## Begin Excerpted data

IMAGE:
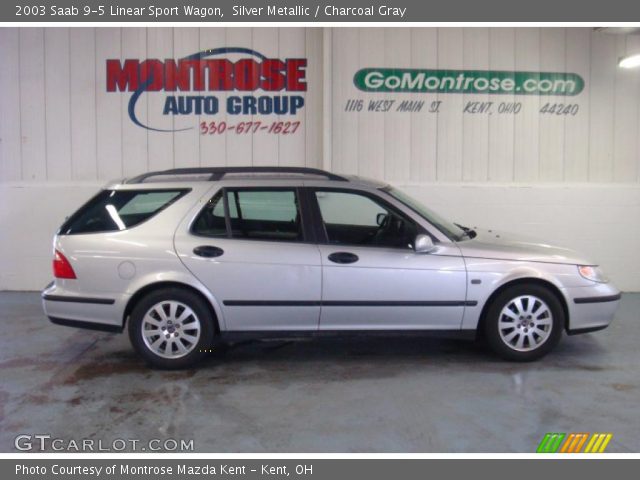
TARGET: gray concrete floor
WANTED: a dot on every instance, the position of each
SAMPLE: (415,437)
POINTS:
(328,395)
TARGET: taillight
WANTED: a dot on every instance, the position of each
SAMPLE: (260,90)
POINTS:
(61,266)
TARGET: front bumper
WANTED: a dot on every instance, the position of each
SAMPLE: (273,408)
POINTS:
(591,308)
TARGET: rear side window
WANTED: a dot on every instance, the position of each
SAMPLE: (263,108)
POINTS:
(113,210)
(260,214)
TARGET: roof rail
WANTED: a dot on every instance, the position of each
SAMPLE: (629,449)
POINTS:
(217,173)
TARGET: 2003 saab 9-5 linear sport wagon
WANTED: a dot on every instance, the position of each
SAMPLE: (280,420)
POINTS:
(184,258)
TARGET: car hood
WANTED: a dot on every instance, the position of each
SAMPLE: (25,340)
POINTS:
(507,246)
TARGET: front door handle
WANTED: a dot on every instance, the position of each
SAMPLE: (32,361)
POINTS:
(343,257)
(208,251)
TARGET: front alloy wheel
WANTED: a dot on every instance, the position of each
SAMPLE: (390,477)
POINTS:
(524,322)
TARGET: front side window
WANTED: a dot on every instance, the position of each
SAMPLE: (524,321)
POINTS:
(351,218)
(261,214)
(113,210)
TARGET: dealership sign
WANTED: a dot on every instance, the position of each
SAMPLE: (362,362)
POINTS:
(256,85)
(468,81)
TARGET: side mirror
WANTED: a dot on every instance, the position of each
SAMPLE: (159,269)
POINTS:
(423,244)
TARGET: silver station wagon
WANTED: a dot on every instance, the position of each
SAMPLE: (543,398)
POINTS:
(187,258)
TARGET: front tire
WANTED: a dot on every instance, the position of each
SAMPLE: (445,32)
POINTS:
(524,323)
(171,328)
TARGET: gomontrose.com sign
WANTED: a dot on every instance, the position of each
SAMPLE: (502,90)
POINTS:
(468,81)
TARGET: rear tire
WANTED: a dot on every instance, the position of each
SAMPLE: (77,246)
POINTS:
(524,323)
(171,328)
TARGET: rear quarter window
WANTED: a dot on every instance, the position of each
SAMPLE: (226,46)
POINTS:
(114,210)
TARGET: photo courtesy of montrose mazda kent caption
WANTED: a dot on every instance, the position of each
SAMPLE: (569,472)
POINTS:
(187,258)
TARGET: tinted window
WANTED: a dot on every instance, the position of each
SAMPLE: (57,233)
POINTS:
(355,219)
(263,214)
(113,210)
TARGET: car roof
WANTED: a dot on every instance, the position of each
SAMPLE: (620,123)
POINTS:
(249,176)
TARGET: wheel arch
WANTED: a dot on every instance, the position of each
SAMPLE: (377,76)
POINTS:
(145,290)
(521,281)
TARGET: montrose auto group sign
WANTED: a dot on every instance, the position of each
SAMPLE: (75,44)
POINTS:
(253,85)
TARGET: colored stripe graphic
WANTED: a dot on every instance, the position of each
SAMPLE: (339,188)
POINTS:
(573,442)
(598,443)
(550,443)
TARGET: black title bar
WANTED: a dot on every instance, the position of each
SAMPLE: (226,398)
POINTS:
(318,11)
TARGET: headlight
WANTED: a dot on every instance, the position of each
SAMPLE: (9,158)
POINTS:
(593,273)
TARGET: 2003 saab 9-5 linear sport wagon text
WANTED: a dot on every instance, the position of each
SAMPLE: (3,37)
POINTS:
(186,257)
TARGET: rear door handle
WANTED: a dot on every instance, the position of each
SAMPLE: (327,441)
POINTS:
(343,257)
(208,251)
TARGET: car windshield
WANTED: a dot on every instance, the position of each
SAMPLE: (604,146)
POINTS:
(450,229)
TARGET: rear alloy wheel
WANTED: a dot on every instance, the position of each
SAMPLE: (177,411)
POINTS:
(171,328)
(524,322)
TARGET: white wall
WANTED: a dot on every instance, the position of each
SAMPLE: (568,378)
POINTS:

## End Excerpted data

### Exercise objective
Add 57 to every coordinate in the answer points, starting at the line containing "TARGET: photo courtesy" and ending at the last line of the listing. Write out all of those lines again, requests included, and leave the sample coordinates unchanged.

### Complete response
TARGET: photo courtesy of montrose mazda kent caption
WANTED: a dot on every instance, the position of each
SAMPLE: (569,472)
POINTS:
(244,315)
TARGET: tinted window
WANTED: a dot on every instance, the position of each
SAMPLE: (57,233)
POINTS:
(412,276)
(320,271)
(170,267)
TARGET: car roof
WANTED: a dot on every instance, the position of each
SAMPLE: (620,123)
POINTS:
(306,233)
TARGET: wheel arch
WANTED: a dot on every instance, the position of each
SAMPLE: (377,76)
POINTS:
(202,347)
(578,338)
TARGET: montrose auto group sign
WANTED: a dot on every instance, the position of each
SAMPLE: (75,44)
POINTS:
(310,142)
TARGET: colored stripe graphic
WANTED: a dot on every instance, the position of each
SAMPLE: (339,188)
POINTS:
(630,499)
(655,500)
(607,500)
TARGET: black title bar
WANTED: a dot on every instance, the position of each
SAMPLE: (226,398)
POINTS:
(375,68)
TARGET: headlight
WANTED: a dot on every instance, the position of each
SAMPLE: (9,158)
POINTS:
(650,330)
TARGET: 2003 saab 9-5 linear sport wagon text
WANTED: a dot on every instance, the position of each
SAMPLE: (3,37)
POINTS:
(243,314)
TARGET: rear door handle
WANTED: a dot on every instance, the position of each
SAMPLE: (327,441)
POINTS:
(400,314)
(265,308)
TARGET: car windshield
WANTED: a dot on every instance, the position of each
SAMPLE: (604,146)
POINTS:
(507,286)
TARGET: rear alloy wheel
WANTED: a dot on every instance, the position of each
SAMPLE: (177,411)
POINTS:
(228,385)
(581,379)
TARGET: white wall
WANTED: a dot on every instance, the position of each
SAMPLE: (568,378)
POINTS:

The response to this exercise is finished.